TAREFA 1 |
Resuma o texto selecionado em duas frases.
TAREFA 2 |
Reescreva o trecho do texto selecionado que começa nas palavras "A província indonésia" e termina depois de "uma única catástrofe.", substituindo "rápida e generosa" por "ágil e generosa".

TEXTO SELECIONADO |
☆ ☆ ☆

Por outro lado, o jornal de Sri Lanka The Island acusou na quarta-feira “elementos corruptos do setor público” de tirar proveito da onda de morte e destruição que assolou este país. “A falta de ações do governo para levar à justiça quem roubou os fundos do tsunami afetou severamente a confiança do público e dos doadores internacionais que responderam ao desesperado chamado de ajuda do Sri Lanka”, afirmou The Island. Por outro lado, advertiu, “a distribuição da ajuda foi seriamente desequilibrada”.

O governo da Índia teve de responder aos questionamentos da organização humanitária ActionAid, que reclamou pela construção de moradias prometida às vítimas. “Nas áreas afetadas pelo tsunami na Índia foram construídos apenas 28% das 98.447 casas necessárias. Nas ilhas de Andaman e Nicobar, onde são necessárias 9.174 moradias, a reconstrução chega a apenas 1%”, disse a ONG. O tsunami, originado por um terremoto com uma magnitude de 9,3 graus na escala Richter debaixo da água diante de Sumatra, arrasou as costas de 11 países do oceano Índico.

A província indonésia de Aceh figurou entre as regiões mais afeadas, com a perda de 165 mil vidas, seguida de Sri Lanka, com mais de 35 mil; o sul da Índia com 12.405; Tailândia com 8.212 e Maldivas com 82 mortes. A resposta do mundo à tragédia foi rápida e generosa. Os US$ 14 bilhões comprometidos superaram as expectativas. Foi o maior pacote de ajuda humanitária da história por uma única catástrofe.

Htoo Chit, que trabalhava com imigrantes birmaneses no litoral da Tailândia, é um bom exemplo entre os ativistas comunitários que conseguiram ajudar a reconstruir seus povoados devastados graças à ajuda internacional. O diretor do não-governamental Comitê Comunitário de Educação em Direitos Humanos e Desenvolvimento disse ter recebido “fundos suficientes” durante o ano posterior ao tsunami para realizar sua difícil tarefa. Cerca de dois mil birmaneses, radicados legal ou ilegalmente na Tailândia, morreram na manhã do dia 26 de dezembro.

☆ ☆ ☆

REGISTROS FORNECIDOS |
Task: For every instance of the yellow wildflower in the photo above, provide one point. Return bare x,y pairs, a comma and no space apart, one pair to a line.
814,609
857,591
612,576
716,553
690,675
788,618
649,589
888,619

☆ ☆ ☆

RESPOSTA CORRETA 1 |
O jornal The Island, do Sri Lanka, acusou elementos corruptos do setor público de tirar proveito do tsunami, e a ONG ActionAid informou que, nas áreas afetadas da Índia, foram construídas apenas 28% das casas necessárias. A resposta mundial somou US$ 14 bilhões, o maior pacote de ajuda humanitária da história por uma única catástrofe, e ativistas comunitários como Htoo Chit, que trabalhava com imigrantes birmaneses na Tailândia, conseguiram ajudar a reconstruir seus povoados graças à ajuda internacional.

RESPOSTA CORRETA 2 |
A província indonésia de Aceh figurou entre as regiões mais afeadas, com a perda de 165 mil vidas, seguida de Sri Lanka, com mais de 35 mil; o sul da Índia com 12.405; Tailândia com 8.212 e Maldivas com 82 mortes. A resposta do mundo à tragédia foi ágil e generosa. Os US$ 14 bilhões comprometidos superaram as expectativas. Foi o maior pacote de ajuda humanitária da história por uma única catástrofe.